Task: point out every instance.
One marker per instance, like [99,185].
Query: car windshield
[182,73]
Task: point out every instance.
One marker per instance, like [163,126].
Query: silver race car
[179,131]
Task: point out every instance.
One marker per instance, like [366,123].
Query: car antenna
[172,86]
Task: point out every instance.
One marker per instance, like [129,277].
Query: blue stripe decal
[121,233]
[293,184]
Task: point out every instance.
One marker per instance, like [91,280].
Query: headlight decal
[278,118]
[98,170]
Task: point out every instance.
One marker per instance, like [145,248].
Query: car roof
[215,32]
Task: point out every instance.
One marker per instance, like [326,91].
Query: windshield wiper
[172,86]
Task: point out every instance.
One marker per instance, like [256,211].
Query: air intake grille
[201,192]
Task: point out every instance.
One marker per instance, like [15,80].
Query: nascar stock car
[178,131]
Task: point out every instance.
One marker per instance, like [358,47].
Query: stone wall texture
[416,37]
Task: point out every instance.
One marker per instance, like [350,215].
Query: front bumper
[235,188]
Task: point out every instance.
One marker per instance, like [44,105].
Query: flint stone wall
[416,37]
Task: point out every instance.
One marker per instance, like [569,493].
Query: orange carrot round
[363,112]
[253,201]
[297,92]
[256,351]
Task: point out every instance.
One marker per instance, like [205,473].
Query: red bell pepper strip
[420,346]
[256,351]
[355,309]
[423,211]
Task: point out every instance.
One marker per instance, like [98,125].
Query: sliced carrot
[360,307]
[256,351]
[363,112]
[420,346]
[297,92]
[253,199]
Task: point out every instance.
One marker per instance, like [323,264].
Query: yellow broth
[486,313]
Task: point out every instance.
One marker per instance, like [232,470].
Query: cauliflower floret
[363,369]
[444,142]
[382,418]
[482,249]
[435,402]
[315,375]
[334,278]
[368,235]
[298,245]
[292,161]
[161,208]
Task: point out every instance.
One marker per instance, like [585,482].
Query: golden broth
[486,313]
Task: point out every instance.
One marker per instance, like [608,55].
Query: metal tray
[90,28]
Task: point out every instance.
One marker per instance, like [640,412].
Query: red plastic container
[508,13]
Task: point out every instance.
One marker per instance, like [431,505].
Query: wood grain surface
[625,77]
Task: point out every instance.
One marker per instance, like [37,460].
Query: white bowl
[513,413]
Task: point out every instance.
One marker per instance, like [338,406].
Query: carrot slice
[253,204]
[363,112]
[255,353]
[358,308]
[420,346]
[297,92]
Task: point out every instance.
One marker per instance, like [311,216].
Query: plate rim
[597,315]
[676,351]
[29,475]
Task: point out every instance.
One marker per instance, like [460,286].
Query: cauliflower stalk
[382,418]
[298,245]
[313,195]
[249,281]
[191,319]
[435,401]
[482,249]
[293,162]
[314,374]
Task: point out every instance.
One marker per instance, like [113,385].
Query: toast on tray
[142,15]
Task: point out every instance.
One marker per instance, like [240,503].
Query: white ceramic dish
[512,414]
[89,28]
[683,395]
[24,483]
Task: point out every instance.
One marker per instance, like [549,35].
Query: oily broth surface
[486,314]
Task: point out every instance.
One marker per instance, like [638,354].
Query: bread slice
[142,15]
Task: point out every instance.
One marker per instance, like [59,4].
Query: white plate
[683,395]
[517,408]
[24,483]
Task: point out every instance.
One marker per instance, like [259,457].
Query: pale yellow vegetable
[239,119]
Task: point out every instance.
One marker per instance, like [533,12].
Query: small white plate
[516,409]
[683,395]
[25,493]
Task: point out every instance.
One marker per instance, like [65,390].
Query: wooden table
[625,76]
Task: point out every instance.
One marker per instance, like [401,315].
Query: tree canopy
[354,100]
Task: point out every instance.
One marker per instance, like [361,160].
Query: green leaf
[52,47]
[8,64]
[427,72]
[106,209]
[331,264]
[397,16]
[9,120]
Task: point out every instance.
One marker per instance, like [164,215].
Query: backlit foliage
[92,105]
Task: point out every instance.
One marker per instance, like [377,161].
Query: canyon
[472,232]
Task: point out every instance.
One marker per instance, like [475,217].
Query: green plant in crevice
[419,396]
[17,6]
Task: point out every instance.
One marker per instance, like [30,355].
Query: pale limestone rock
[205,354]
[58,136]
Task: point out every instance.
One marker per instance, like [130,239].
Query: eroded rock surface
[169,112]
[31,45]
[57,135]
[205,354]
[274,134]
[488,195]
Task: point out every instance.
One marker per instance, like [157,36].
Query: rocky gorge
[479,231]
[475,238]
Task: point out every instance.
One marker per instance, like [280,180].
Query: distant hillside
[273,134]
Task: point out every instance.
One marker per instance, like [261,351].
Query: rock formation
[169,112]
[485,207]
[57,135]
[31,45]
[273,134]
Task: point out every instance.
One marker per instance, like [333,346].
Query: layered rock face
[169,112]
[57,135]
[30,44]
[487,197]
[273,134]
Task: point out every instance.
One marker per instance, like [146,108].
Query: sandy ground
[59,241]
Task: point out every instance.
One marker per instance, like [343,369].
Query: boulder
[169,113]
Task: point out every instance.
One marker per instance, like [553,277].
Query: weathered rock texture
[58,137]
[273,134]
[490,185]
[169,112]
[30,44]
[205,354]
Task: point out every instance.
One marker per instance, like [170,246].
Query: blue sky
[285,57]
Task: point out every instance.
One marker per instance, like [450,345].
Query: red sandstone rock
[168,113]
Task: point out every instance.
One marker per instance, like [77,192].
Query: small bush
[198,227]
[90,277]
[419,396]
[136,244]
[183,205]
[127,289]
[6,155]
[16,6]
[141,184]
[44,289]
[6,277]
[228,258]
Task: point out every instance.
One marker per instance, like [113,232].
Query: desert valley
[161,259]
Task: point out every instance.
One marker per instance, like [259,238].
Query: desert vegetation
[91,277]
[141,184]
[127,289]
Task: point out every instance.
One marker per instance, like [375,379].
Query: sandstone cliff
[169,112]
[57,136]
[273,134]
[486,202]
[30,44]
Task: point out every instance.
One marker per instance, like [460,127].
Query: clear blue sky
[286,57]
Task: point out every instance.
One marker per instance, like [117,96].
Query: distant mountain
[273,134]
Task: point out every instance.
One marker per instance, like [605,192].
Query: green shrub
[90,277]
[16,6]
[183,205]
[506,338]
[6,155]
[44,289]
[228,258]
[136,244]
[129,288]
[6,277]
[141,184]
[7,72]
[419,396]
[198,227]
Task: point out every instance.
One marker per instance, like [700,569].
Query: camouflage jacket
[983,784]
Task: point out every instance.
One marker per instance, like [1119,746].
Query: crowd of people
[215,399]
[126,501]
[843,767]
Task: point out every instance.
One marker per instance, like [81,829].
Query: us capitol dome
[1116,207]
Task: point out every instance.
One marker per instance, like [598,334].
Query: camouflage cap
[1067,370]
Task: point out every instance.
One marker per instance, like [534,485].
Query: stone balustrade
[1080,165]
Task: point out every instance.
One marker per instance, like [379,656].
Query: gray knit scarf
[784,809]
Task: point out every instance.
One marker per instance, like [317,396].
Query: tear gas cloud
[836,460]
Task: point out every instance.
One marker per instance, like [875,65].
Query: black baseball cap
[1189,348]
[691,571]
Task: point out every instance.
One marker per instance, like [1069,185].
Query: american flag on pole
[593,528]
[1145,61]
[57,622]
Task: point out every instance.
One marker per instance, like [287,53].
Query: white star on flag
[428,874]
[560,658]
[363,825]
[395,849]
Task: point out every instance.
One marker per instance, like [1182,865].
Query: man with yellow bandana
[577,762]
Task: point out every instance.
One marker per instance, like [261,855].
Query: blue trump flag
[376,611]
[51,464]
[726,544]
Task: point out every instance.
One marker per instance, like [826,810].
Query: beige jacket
______
Task goal:
Each entry, exactly as written, should be set down once more.

Result of the task:
Task: point out every instance.
One marker per instance, like [99,185].
Query: car windshield
[182,73]
Task: point out every instance.
One marker per instance, like [163,126].
Query: silver race car
[179,131]
Task: point out every instance.
One marker per instance, like [366,123].
Query: car antenna
[172,86]
Task: point out every instance.
One marker per instance, like [129,277].
Query: blue stripe decal
[121,233]
[293,184]
Task: point out every instance.
One marker per instance, like [91,280].
Query: headlight decal
[278,118]
[98,170]
Task: point out every instance.
One marker per instance, like [145,248].
Query: car roof
[215,32]
Task: point out every instance.
One marker per instance, like [326,91].
Query: windshield wiper
[172,86]
Task: point out every instance.
One marker per instance, like [256,211].
Query: air intake grille
[201,192]
Task: point out every instance.
One marker per instance, like [15,80].
Query: nascar stock car
[178,131]
Task: point out every instance.
One marker per instance, like [358,47].
Query: stone wall texture
[416,37]
Task: point out every instance.
One marker per instance, like [350,215].
Query: front bumper
[235,188]
Task: point out every instance.
One marker per instance, like [44,105].
Query: flint stone wall
[416,37]
Task: point out every instance.
One marker per instance, like [569,493].
Query: orange carrot round
[363,112]
[253,201]
[297,92]
[256,351]
Task: point out every instance.
One marker per instance, like [205,473].
Query: red bell pepper strip
[420,346]
[256,351]
[355,309]
[423,211]
Task: point out every instance.
One marker per instance, like [98,125].
Query: sliced carrot
[360,307]
[256,351]
[363,112]
[420,346]
[297,92]
[253,199]
Task: point out every instance.
One marker per instance, like [323,264].
Query: yellow broth
[486,313]
Task: point out every instance.
One marker per instance, like [232,470].
Query: cauliflower floret
[363,369]
[444,142]
[382,418]
[482,249]
[435,402]
[315,375]
[334,278]
[368,235]
[298,245]
[292,161]
[161,208]
Task: point out every instance.
One marker per instance, like [585,482].
Query: golden broth
[486,313]
Task: point out every instance.
One marker per instance, like [608,55].
Query: metal tray
[90,28]
Task: point out every instance.
One marker per instance, like [640,412].
Query: red plastic container
[508,13]
Task: point out every instance.
One marker per instance, like [431,505].
Query: wood grain surface
[625,77]
Task: point out every instance.
One marker per instance, like [37,460].
Query: white bowl
[513,413]
Task: point out every instance.
One marker per instance, like [338,406].
Query: carrot slice
[253,204]
[363,112]
[255,353]
[358,308]
[420,346]
[297,92]
Task: point out every instance.
One marker per instance, like [311,216].
Query: plate rim
[597,315]
[676,351]
[29,475]
Task: point out every instance.
One marker per instance, like [460,286].
Query: cauliflower stalk
[382,418]
[298,245]
[313,195]
[249,281]
[191,319]
[435,401]
[482,249]
[293,162]
[314,374]
Task: point out every instance.
One marker per instance, like [113,385].
Query: toast on tray
[142,15]
Task: point out every instance.
One marker per instance, like [240,503].
Query: white ceramic dish
[512,414]
[89,28]
[683,395]
[24,483]
Task: point out every instance.
One marker per instance, like [549,35].
Query: oily broth surface
[486,314]
Task: point out every instance.
One marker per instance, like [638,354].
Query: bread slice
[142,15]
Task: point out every instance.
One marker per instance, like [59,4].
Query: white plate
[683,395]
[517,408]
[24,483]
Task: point out every instance.
One marker per instance, like [259,457].
Query: pale yellow vegetable
[239,119]
Task: point out every instance.
One marker per instance, like [533,12].
Query: small white plate
[516,409]
[683,395]
[25,493]
Task: point out every instance.
One marker per instance, like [65,390].
Query: wooden table
[625,76]
Task: point out every instance.
One marker per instance, like [401,315].
Query: tree canopy
[354,100]
Task: point out every instance.
One marker per instance, like [361,160].
Query: green leaf
[52,47]
[8,64]
[427,72]
[106,209]
[331,264]
[397,16]
[9,120]
Task: point out every instance.
One marker per instance, like [164,215].
Query: backlit foliage
[92,105]
Task: point out every instance.
One marker per instance, like [377,161].
Query: canyon
[472,232]
Task: point out every instance.
One marker per instance, like [475,217].
Query: green plant in crevice
[419,396]
[17,6]
Task: point out every instance.
One marker per instance, like [30,355].
Query: pale limestone rock
[205,354]
[58,136]
Task: point out every instance.
One marker per instance, like [130,239].
Query: eroded rock surface
[169,112]
[31,45]
[57,135]
[205,354]
[274,134]
[488,195]
Task: point out every instance.
One marker per instance, like [157,36].
Query: rocky gorge
[479,231]
[475,238]
Task: point out every instance.
One marker per instance, like [280,180].
Query: distant hillside
[273,134]
Task: point out every instance.
One marker per instance, like [261,351].
Query: rock formation
[169,112]
[485,207]
[57,135]
[31,45]
[273,134]
Task: point out every instance.
One marker per instance, like [333,346].
Query: layered rock face
[169,112]
[57,135]
[30,44]
[487,197]
[273,134]
Task: point out every instance.
One marker per instance, like [146,108].
Query: sandy ground
[59,241]
Task: point out every instance.
One marker per instance, like [343,369].
Query: boulder
[169,113]
Task: point out every instance.
One marker per instance, like [553,277].
Query: weathered rock texture
[58,137]
[273,134]
[490,185]
[169,112]
[30,44]
[205,354]
Task: point out every instance.
One marker per instance, like [170,246].
Query: blue sky
[285,57]
Task: point out every instance.
One marker per instance, like [450,345].
Query: red sandstone rock
[168,113]
Task: point out every instance.
One marker per instance, like [77,192].
Query: small bush
[198,227]
[90,277]
[419,396]
[136,244]
[183,205]
[127,289]
[6,155]
[16,6]
[141,184]
[44,289]
[6,277]
[228,258]
Task: point out every instance.
One marker per instance, like [113,232].
Query: desert valley
[161,259]
Task: point out every instance.
One marker per instance, like [259,238].
Query: desert vegetation
[91,277]
[141,184]
[127,289]
Task: point out every instance.
One marker per instance, like [375,379].
Query: sandstone cliff
[169,112]
[57,136]
[273,134]
[486,202]
[30,44]
Task: point out every instance.
One marker per instance, like [460,127].
Query: clear blue sky
[286,57]
Task: point out every instance.
One marker per instance, like [117,96].
Query: distant mountain
[273,134]
Task: point out every instance.
One marker per instance, like [605,192].
Query: green shrub
[90,277]
[16,6]
[183,205]
[506,338]
[6,155]
[44,289]
[228,258]
[136,244]
[129,288]
[6,277]
[141,184]
[7,72]
[419,396]
[198,227]
Task: point out every instance.
One marker per instance, like [700,569].
Query: camouflage jacket
[983,784]
Task: point out every instance.
One marker per instance, like [1119,746].
Query: crowd of people
[215,399]
[126,501]
[843,767]
Task: point out every instance.
One marker per instance, like [81,829].
Query: us capitol dome
[1116,207]
Task: point out every instance.
One marker per instance, like [598,334].
Query: camouflage cap
[1067,370]
Task: point out every instance.
One marker per instance, like [534,485].
Query: stone balustrade
[1080,165]
Task: point out every instance.
One marker per instance, like [379,656].
Query: gray knit scarf
[784,809]
Task: point out every instance.
One marker per instance, like [317,396].
Query: tear gas cloud
[836,460]
Task: point out every instance.
One marker per instance, like [875,65].
Query: black baseball cap
[1189,348]
[691,571]
Task: point out every instance.
One marker per instance, like [1069,185].
Query: american flag on pole
[593,528]
[1145,61]
[57,622]
Task: point out every instance.
One marker per instance, like [287,53].
Query: white star on flag
[428,874]
[560,658]
[363,825]
[395,849]
Task: point out every instance.
One marker per instance, like [1182,865].
Query: man with yellow bandana
[577,762]
Task: point out every instance.
One marker per instance, like [261,855].
Query: blue trump flag
[376,611]
[51,464]
[726,544]
Task: point out every instance.
One marker per instance, like [826,810].
Query: beige jacket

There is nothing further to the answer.